_EXERCISE BRIEF_
Below is a block of data; give all of it again word for word.

_GIVEN RECORDS_
----------

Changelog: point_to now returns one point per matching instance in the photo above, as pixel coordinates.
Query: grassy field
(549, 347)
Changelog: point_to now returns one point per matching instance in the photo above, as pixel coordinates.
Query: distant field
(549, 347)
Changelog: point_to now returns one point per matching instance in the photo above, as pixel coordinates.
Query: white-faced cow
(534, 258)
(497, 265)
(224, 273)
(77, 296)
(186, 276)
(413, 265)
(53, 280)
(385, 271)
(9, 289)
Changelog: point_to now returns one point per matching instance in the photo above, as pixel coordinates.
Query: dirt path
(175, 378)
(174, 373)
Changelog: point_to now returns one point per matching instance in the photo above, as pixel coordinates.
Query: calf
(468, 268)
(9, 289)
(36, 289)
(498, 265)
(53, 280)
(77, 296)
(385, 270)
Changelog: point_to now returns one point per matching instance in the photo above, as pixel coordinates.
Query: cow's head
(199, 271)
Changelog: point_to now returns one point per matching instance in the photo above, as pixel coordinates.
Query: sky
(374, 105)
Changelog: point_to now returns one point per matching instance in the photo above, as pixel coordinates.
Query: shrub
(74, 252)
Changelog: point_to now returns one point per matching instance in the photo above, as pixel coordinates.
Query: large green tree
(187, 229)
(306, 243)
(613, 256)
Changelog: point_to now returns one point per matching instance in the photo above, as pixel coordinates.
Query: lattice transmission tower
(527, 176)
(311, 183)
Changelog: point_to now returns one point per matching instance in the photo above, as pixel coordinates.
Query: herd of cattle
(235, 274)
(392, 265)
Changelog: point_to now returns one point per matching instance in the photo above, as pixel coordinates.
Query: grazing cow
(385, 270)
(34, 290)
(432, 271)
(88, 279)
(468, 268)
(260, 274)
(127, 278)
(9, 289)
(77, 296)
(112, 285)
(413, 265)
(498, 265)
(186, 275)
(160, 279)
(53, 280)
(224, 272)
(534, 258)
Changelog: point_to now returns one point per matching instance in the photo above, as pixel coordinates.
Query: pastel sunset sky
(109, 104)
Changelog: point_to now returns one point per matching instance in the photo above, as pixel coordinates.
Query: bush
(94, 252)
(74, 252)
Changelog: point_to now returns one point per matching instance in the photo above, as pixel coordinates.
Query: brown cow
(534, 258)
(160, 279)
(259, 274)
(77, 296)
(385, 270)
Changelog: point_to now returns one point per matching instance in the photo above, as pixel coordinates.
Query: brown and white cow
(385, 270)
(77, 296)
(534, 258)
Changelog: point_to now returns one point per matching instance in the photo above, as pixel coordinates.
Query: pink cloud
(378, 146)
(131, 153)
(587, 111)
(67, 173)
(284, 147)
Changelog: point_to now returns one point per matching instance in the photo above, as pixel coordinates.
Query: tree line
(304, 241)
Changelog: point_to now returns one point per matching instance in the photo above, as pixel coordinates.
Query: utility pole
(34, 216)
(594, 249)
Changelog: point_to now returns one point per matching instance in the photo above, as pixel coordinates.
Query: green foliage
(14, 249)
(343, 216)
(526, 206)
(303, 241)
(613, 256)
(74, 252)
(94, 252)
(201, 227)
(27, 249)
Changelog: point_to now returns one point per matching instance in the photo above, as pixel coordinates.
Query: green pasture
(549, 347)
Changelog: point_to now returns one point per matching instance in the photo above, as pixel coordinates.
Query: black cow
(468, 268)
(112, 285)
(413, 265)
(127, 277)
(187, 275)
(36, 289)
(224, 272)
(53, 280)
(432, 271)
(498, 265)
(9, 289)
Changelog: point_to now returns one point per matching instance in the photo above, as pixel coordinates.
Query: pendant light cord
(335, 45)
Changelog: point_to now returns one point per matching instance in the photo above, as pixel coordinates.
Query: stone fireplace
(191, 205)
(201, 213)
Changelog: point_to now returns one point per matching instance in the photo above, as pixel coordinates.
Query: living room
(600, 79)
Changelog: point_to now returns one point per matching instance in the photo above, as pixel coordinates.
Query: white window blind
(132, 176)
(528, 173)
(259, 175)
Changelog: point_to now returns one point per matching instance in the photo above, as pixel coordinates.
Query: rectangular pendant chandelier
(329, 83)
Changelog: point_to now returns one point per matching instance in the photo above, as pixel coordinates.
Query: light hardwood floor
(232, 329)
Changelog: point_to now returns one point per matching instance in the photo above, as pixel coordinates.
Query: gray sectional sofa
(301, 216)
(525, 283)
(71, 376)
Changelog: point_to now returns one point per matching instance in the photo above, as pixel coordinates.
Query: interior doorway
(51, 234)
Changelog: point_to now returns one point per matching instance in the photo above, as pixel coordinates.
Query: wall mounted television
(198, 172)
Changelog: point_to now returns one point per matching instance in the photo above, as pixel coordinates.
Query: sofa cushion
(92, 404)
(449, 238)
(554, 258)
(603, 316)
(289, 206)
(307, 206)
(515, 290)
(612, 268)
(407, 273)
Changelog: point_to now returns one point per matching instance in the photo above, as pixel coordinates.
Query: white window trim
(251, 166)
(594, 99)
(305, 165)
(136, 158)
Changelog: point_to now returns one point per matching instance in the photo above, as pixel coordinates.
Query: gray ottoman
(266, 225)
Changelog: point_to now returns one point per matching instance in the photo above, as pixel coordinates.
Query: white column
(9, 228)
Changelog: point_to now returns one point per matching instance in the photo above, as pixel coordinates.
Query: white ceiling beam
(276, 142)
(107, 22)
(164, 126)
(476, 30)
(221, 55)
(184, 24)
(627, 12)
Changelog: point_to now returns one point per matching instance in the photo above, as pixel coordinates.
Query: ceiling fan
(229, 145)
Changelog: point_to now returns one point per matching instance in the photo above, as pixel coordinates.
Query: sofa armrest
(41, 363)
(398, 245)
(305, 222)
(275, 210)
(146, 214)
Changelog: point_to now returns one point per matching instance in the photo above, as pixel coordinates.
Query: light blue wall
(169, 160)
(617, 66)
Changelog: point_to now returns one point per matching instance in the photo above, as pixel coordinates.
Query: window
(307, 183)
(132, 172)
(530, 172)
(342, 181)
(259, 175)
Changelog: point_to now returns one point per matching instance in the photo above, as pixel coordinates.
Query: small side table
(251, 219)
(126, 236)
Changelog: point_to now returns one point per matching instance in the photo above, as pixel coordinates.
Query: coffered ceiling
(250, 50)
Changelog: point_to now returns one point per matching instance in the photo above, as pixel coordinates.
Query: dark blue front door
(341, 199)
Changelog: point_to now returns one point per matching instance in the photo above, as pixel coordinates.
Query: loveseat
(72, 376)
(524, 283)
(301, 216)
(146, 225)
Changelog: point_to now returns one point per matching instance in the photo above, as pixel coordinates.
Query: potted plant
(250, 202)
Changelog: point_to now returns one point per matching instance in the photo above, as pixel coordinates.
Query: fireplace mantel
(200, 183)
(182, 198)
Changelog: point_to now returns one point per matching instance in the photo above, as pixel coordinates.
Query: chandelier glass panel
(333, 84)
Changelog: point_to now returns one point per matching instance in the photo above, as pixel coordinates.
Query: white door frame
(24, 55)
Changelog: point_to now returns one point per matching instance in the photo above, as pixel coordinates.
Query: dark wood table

----------

_ANSWER TO THIS PROBLEM_
Changelog: point_to now returns one point per matching instance in the photo above, as pixel coordinates.
Query: grassy field
(549, 347)
Changelog: point_to now returns one point per matching instance in the photo above, as pixel coordinates.
Query: distant field
(549, 347)
Changelog: point_to now returns one point per matching instance in the photo above, as pixel coordinates.
Query: white-faced cow
(534, 258)
(497, 265)
(224, 273)
(77, 296)
(186, 276)
(413, 265)
(53, 280)
(385, 271)
(9, 289)
Changelog: point_to now returns one point per matching instance in the photo above, as pixel coordinates.
Query: dirt path
(175, 378)
(174, 373)
Changelog: point_to now returns one point per matching instance in the photo above, as pixel coordinates.
Query: calf
(468, 268)
(9, 289)
(36, 289)
(498, 265)
(53, 280)
(77, 296)
(385, 270)
Changelog: point_to now returns one point per matching instance in the photo above, as pixel coordinates.
Query: cow's head
(199, 271)
Changelog: point_to now returns one point per matching instance in the photo above, as pixel coordinates.
Query: sky
(374, 105)
Changelog: point_to now returns one point per matching instance in the photo above, as pixel coordinates.
Query: shrub
(74, 252)
Changelog: point_to now returns one point per matching instance in the photo above, as pixel coordinates.
Query: large green tree
(187, 229)
(306, 243)
(613, 256)
Changelog: point_to now returns one point per matching instance in the photo above, as pixel coordinates.
Query: lattice transmission tower
(527, 176)
(311, 183)
Changelog: point_to now returns one point per matching instance in the photo above, as pixel coordinates.
Query: herd of cattle
(235, 274)
(392, 265)
Changelog: point_to now returns one point per matching instance in the photo above, as pixel coordinates.
Query: grazing cow
(385, 270)
(34, 290)
(432, 271)
(88, 279)
(468, 268)
(260, 274)
(127, 278)
(9, 289)
(77, 296)
(112, 285)
(413, 265)
(498, 265)
(186, 275)
(160, 279)
(53, 280)
(224, 272)
(534, 258)
Changelog: point_to now returns one point per matching instance in the photo above, as pixel coordinates.
Query: pastel sunset sky
(109, 104)
Changelog: point_to now returns one point per matching instance in the photo above, as pixel coordinates.
Query: bush
(94, 252)
(74, 252)
Changelog: point_to now returns one point per matching instance in the photo above, as pixel coordinates.
Query: brown cow
(534, 258)
(160, 279)
(259, 274)
(77, 296)
(385, 270)
Changelog: point_to now returns one point per matching instance in the photo above, as pixel coordinates.
Query: brown and white cow
(385, 270)
(77, 296)
(534, 258)
Changelog: point_to now returns one point per matching instance in the photo above, as pixel coordinates.
Query: pink cloud
(378, 146)
(131, 153)
(587, 111)
(67, 173)
(284, 147)
Changelog: point_to now returns one point per matching instance in the photo above, as pixel coordinates.
Query: tree line
(304, 241)
Changelog: point_to now returns one point per matching instance in the photo above, as pixel coordinates.
Query: utility pole
(34, 216)
(594, 249)
Changelog: point_to now returns one point per matching instance in the photo above, as pixel coordinates.
Query: green foliage
(14, 249)
(343, 216)
(526, 206)
(303, 241)
(613, 256)
(74, 252)
(94, 252)
(201, 227)
(27, 249)
Changelog: point_to now returns one point per matching instance in the photo above, as pixel coordinates.
Query: green pasture
(549, 347)
Changelog: point_to now returns one point per matching instance in the photo above, as pixel coordinates.
Query: black cow
(468, 268)
(112, 285)
(413, 265)
(127, 277)
(187, 275)
(36, 289)
(224, 272)
(53, 280)
(432, 271)
(498, 265)
(9, 289)
Changelog: point_to now returns one point per matching instance in the photo above, as pixel coordinates.
Query: pendant light cord
(335, 45)
Changelog: point_to now returns one point per matching instance in the photo above, as pixel coordinates.
Query: stone fireplace
(191, 205)
(201, 213)
Changelog: point_to now returns one point per matching instance in the photo above, as pixel coordinates.
Query: living room
(600, 79)
Changelog: point_to now returns one point per matching instance in the photo above, as pixel coordinates.
Query: white window blind
(132, 176)
(528, 173)
(259, 175)
Changelog: point_to now returns one point per matching instance in the photo above, as pixel coordinates.
Query: rectangular pendant chandelier
(329, 83)
Changelog: point_to now returns one point per matching instance in the photo above, as pixel coordinates.
Query: light hardwood floor
(232, 329)
Changelog: point_to now returns one point per matching instance in the photo above, as pixel coordinates.
Query: gray sectional sofa
(301, 216)
(525, 283)
(71, 376)
Changelog: point_to now returns one point per matching instance in the photo above, as pixel coordinates.
Query: interior doorway
(51, 234)
Changelog: point_to now returns one point per matching instance in the photo above, as pixel coordinates.
Query: wall mounted television
(198, 172)
Changelog: point_to now returns one point per matching instance in the photo above, as pixel coordinates.
Query: sofa cushion
(92, 404)
(449, 238)
(554, 258)
(603, 316)
(289, 206)
(307, 206)
(515, 290)
(612, 268)
(407, 273)
Changelog: point_to now returns one point per matching instance in the photo above, as pixel coordinates.
Query: white window trim
(251, 166)
(594, 99)
(305, 165)
(136, 158)
Changelog: point_to now returns one point per matching instance in the photo above, as pixel coordinates.
Query: gray ottoman
(266, 225)
Changelog: point_to now returns one point per matching instance in the photo above, as pixel coordinates.
Query: white column
(9, 228)
Changelog: point_to now returns one point per matching instance in the photo above, as pixel coordinates.
Query: white ceiling beam
(276, 142)
(107, 22)
(164, 126)
(476, 30)
(221, 55)
(184, 24)
(627, 12)
Changelog: point_to now returns one point per matching instance in the photo above, as pixel coordinates.
Query: ceiling fan
(229, 145)
Changelog: point_to now returns one point per matching instance in the photo above, as pixel coordinates.
Query: sofa armrest
(41, 363)
(398, 245)
(305, 222)
(275, 210)
(146, 214)
Changelog: point_to now returns one point per matching instance in the photo above, as pixel coordinates.
Query: light blue wall
(169, 160)
(617, 66)
Changelog: point_to now returns one point per matching instance in the photo above, as pixel coordinates.
Query: window
(307, 183)
(132, 172)
(530, 172)
(342, 181)
(259, 175)
Changelog: point_to now returns one point per matching instance in the photo above, as pixel coordinates.
Query: small side table
(251, 219)
(126, 236)
Changelog: point_to now returns one point per matching instance in the photo above, as pixel coordinates.
Query: coffered ceiling
(250, 50)
Changelog: point_to now returns one point per matching instance in the photo above, as pixel coordinates.
Query: dark blue front door
(341, 199)
Changelog: point_to now returns one point per matching instance in the photo above, as pixel coordinates.
Query: loveseat
(72, 376)
(524, 283)
(301, 216)
(146, 225)
Changelog: point_to now returns one point per matching instance in the photo above, as pixel coordinates.
Query: potted plant
(250, 202)
Changelog: point_to now returns one point per matching instance in the photo above, as pixel coordinates.
Query: fireplace mantel
(200, 183)
(182, 198)
Changelog: point_to now returns one point per matching instance in the photo above, as pixel coordinates.
Query: chandelier glass panel
(333, 84)
Changelog: point_to now returns one point per matching instance in the photo above, as pixel coordinates.
Query: white door frame
(24, 55)
Changelog: point_to now returns one point per matching instance in the photo above, as pixel coordinates.
Query: dark wood table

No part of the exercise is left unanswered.